TEXTAUSZUG:
---*---

Das Landgericht Köln hat sich dieser Meinung nun angeschlossen (LG Köln, Urt. v. 07.05.2012, Az. 151 Ns 169/11). Auch wenn die Kölner Kammer den angeklagten muslimischen Arzt am Ende wegen eines Verbotsirrtums freisprach, bedeutet ihre Entscheidung eine Zäsur: Zukünftig wird sich kein Mediziner mehr darauf berufen können, er habe geglaubt, Beschneidungen an nicht einwilligungsfähigen Jungen aus religiösen Gründen vornehmen zu dürfen.

Vom Beschneider in die Kindernotaufnahme

Der angeklagte Kölner Arzt, selbst frommer Muslim, hatte an einem vierjährigen Jungen auf Wunsch der islamischen Eltern und fachlich einwandfrei eine Beschneidung vorgenommen. Eine medizinische Indikation lag dabei nicht vor. Zwei Tage später kam es – was nicht ungewöhnlich ist – zu Nachblutungen. Die Mutter brachte den Jungen in die Kindernotaufnahme der Universitätsklinik Köln, wo die Blutungen gestillt werden konnten.

---*---

FRAGEN UND AUFGABEN:
a) Wie alt war der Junge, an dem der Arzt laut dem Textauszug zum Kölner Beschneidungsurteil den Eingriff vornahm?
b) Bitte schreiben Sie den Textauszug zum Kölner Beschneidungsurteil nach seinem letzten Satz weiter.
Die Daten sind eigenständiges Material und gehören nicht zum Textauszug.

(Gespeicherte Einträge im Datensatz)

---*---

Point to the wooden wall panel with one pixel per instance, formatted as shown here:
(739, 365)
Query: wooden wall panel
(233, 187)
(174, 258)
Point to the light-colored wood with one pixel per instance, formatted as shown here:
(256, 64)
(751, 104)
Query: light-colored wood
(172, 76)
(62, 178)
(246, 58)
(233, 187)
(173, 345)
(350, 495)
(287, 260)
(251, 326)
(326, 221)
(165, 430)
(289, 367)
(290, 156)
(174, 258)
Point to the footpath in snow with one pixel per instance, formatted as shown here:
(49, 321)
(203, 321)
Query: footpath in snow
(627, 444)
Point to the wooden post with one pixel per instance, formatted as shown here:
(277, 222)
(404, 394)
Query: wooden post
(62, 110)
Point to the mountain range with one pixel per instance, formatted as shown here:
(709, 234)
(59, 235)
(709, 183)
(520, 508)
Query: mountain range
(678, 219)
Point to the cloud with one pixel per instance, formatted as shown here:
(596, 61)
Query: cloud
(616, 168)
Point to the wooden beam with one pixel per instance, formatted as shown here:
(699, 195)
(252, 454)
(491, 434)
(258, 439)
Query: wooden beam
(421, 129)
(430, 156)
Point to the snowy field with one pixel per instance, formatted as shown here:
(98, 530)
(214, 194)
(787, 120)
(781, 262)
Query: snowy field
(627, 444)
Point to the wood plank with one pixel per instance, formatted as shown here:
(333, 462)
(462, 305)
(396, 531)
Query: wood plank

---*---

LÖSUNGEN ZUR ÜBUNG:
a) Vier Jahre alt.

b)
Die Staatsanwaltschaft erhielt Kenntnis von der Sache und erhob Anklage wegen Körperverletzung gegen den Beschneider. Zunächst erfolglos, das Amtsgericht sprach den Arzt frei, weil er wegen der religiösen Motivation der Eltern und deren Einwilligung schon kein Unrecht begangen habe.

Auf die Berufung der Staatsanwaltschaft hin setzt sich die Strafkammer am LG ausführlich und mustergültig mit dem juristischen Diskussionsstand auseinander. Zunächst verneint sie die Sozialadäquanz religiöser Beschneidungen, sagt also, dass der Eingriff den Tatbestand der Körperverletzung erfülle.

Auch die elterliche Einwilligung rechtfertigt den Eingriff nicht, so die Kölner Richter, weil er dem Kindeswohl widerspreche. Zudem lassen sie das Argument nicht gelten, die Eltern wollten mit der Beschneidung verhindern, dass ihr Kind sozial ausgegrenzt werde. Dieser Aspekt wiege die irreversible Beeinträchtigung der körperlichen Unversehrtheit nicht auf.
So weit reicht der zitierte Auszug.